TRECHO SELECIONADO:
☆ ☆ ☆ ☆
Meu primeiro contato com a Indesejada das Gentes foi um trauma que me acompanha até hoje. E que, de certa forma, molda a minha forma de reagir à morte no atacado. Naquele dia remotíssimo do fim dos anos 1980, eu me lembro de rir e até passar correndo por baixo do caixão. Como se tudo aquilo fosse uma encenação e meu vodrasto fosse se levantar a qualquer momento para me mostrar seu relógio de bolso.
Assim que o caixão foi sepultado e os coveiros assentaram o último tijolo no túmulo discreto do cemitério de Maringá, porém, caí num choro que até hoje não compreendo. Seu Roque, o pipoqueiro corcunda de voz baixa e cara de velhinho de revista, se foi sem se despedir de mim. E eu não sei lidar com isso.
Por sorte, a morte tem me poupado de um relacionamento mais próximo. Da última vez que ela deu as caras aqui por perto, contudo, passei meses lendo e relendo A Morte de Ivan Ilitch, absorvendo tudo o que podia do estoicismo e botando os pés até mesmo naquela porção assustadora do cristianismo mais místico. Ainda assim, o fantasma do meu amigo insiste em me assombrar como uma ausência injusta. Ele realmente adoraria estar no meio deste caos a que chamamos de realidade.
Adição sem fim
Em se tratando especificamente das mortes relacionadas à Covid-19, a coisa muda de figura. A morte muito palpável, a ausência que lateja, a Eternidade que nos fascina e mete medo estão todas presentes em cada uma das 362 mil pessoas que, por motivos que nos parecem cada vez mais aleatórios, sucumbiram a essa doença. O problema é que a própria grandeza do número nos impede de dar a cada uma dessas mortes o tratamento que elas merecem.
Estatísticas têm esse estranho poder. Em sua frieza científica, elas nos roubam a individualidade e nos transformam num pontinho num gráfico que o designer se esforçou todo para ser o mais objetivo e informativo possível. Como mágica, de uma hora para outra um pai, um avô, um professor, um cantor se transformam em parcelas de uma adição que não tem fim. Afinal, quando amanhã ou depois a soma chegar aos 400 mil, quem se lembrará da 362.000ª vítima?
Outro problema das superlativas mortes pandêmicas é a politização da perda – um fenômeno do qual eu tento me poupar ao máximo. Já escrevi neste espaço sobre as vítimas que sofrem uma segunda morte em obituários cheios de indiretinhas, só porque a pessoa acreditava num remédio sem comprovação científica ou porque considerava indigna a vida que se vive enclausurada, morrendo de medo. E prefiro não falar mais sobre esse espetáculo deprimente.
☆ ☆ ☆ ☆
Registros salvos
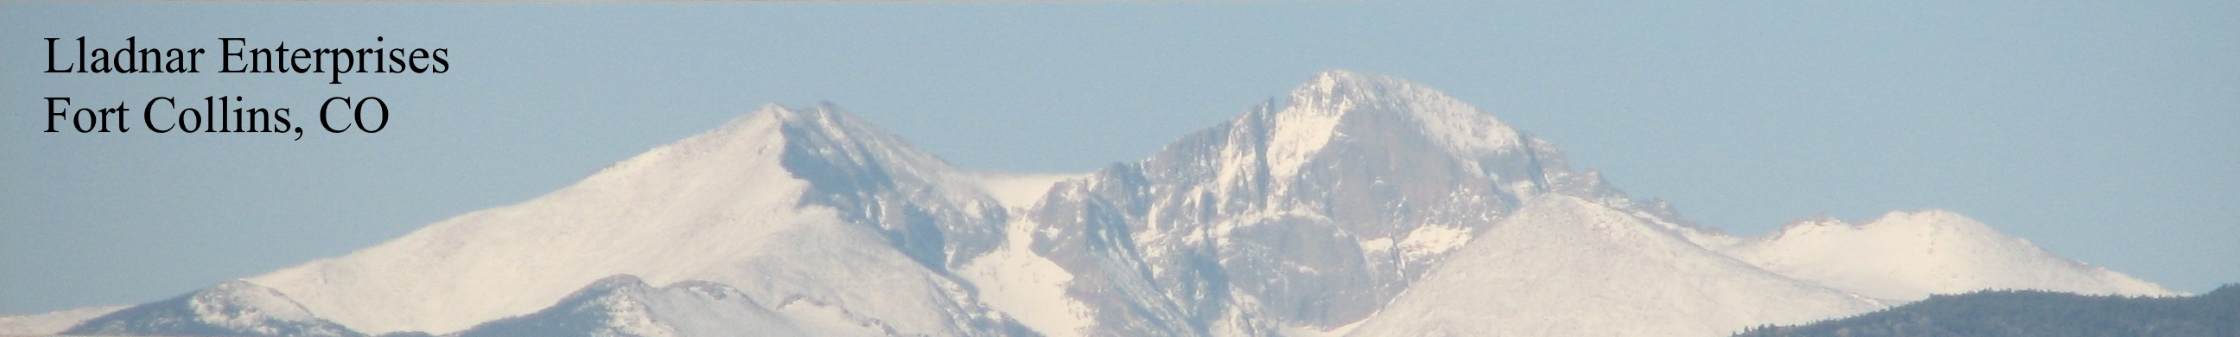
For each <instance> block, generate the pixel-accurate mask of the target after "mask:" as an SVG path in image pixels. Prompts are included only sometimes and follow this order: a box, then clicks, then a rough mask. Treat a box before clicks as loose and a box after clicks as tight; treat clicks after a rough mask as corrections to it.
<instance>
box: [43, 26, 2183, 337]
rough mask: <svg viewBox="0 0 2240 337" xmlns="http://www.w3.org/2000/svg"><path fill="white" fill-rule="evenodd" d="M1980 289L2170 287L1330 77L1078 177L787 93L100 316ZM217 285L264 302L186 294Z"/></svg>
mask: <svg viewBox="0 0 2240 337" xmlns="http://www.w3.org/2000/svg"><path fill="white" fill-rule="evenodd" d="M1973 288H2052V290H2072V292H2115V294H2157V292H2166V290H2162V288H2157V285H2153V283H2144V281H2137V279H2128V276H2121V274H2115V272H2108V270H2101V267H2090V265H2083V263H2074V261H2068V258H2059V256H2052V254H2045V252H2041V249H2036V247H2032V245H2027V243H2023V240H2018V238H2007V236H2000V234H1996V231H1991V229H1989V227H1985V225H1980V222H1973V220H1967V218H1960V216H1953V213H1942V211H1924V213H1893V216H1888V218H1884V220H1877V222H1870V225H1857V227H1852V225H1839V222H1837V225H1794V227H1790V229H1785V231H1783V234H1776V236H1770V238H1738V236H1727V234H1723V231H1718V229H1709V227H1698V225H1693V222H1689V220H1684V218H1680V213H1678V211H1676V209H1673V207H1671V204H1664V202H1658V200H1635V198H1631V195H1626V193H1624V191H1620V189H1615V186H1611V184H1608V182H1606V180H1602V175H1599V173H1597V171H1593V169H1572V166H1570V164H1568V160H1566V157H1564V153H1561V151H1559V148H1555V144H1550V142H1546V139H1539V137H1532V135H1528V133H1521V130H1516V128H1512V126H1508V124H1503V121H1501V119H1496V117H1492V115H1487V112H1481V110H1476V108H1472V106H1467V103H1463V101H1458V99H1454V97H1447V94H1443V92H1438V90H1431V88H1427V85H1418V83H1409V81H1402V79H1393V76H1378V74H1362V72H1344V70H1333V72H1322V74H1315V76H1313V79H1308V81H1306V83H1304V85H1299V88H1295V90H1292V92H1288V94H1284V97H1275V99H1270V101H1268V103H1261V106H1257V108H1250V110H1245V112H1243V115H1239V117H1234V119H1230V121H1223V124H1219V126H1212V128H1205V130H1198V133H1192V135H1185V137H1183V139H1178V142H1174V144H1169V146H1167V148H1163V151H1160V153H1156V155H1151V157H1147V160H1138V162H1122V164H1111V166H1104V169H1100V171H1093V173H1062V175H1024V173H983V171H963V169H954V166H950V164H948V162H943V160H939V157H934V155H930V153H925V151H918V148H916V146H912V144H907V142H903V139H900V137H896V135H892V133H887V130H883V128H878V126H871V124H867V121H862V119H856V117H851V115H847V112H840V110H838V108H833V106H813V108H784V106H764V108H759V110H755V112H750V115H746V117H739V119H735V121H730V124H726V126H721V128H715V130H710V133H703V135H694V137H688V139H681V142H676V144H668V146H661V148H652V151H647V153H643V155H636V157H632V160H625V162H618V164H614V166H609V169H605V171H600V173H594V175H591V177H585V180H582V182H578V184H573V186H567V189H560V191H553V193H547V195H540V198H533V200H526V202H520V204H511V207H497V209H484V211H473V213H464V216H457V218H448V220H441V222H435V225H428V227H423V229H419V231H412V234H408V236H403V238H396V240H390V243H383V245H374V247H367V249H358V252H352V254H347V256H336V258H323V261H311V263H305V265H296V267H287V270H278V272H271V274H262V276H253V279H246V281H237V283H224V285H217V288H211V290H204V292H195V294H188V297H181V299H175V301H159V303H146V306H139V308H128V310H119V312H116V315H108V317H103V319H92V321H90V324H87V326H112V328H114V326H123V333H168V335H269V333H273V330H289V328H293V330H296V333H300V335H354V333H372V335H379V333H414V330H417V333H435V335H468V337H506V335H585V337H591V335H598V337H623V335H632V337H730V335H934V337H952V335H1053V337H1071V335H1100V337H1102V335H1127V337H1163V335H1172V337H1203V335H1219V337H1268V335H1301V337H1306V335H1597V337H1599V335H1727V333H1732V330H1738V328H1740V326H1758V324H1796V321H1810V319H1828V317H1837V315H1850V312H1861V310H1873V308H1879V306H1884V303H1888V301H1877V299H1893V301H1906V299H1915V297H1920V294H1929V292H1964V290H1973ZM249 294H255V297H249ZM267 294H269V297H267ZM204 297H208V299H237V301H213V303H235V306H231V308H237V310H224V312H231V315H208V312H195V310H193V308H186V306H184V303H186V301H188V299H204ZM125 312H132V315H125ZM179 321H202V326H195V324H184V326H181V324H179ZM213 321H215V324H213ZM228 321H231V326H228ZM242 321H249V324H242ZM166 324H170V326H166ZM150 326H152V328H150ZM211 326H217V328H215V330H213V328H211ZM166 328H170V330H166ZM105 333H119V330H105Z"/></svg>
☆ ☆ ☆ ☆
PERGUNTAS PARA RESPONDER:
[1] Responda com base no trecho:
(a) Em que cidade fica o cemitério onde o caixão foi sepultado?
(b) Que livro foi lido e relido durante meses?
(c) Quantas pessoas, segundo o trecho, sucumbiram à Covid-19?
[2] As afirmações abaixo concordam com o trecho? Responda sim ou não e cite as palavras do trecho que decidem cada caso.
(a) Seu Roque era pipoqueiro.
(b) O primeiro contato com a morte aconteceu no início dos anos 1990.
(c) As estatísticas preservam a individualidade das vítimas.
As linhas são um material independente do trecho.

RESPOSTAS DA ATIVIDADE:
[1]
(a) Maringá.
(b) A Morte de Ivan Ilitch.
(c) 362 mil.

[2]
(a) Sim: “Seu Roque, o pipoqueiro corcunda de voz baixa”.
(b) Não: “Naquele dia remotíssimo do fim dos anos 1980”.
(c) Não: “elas nos roubam a individualidade”.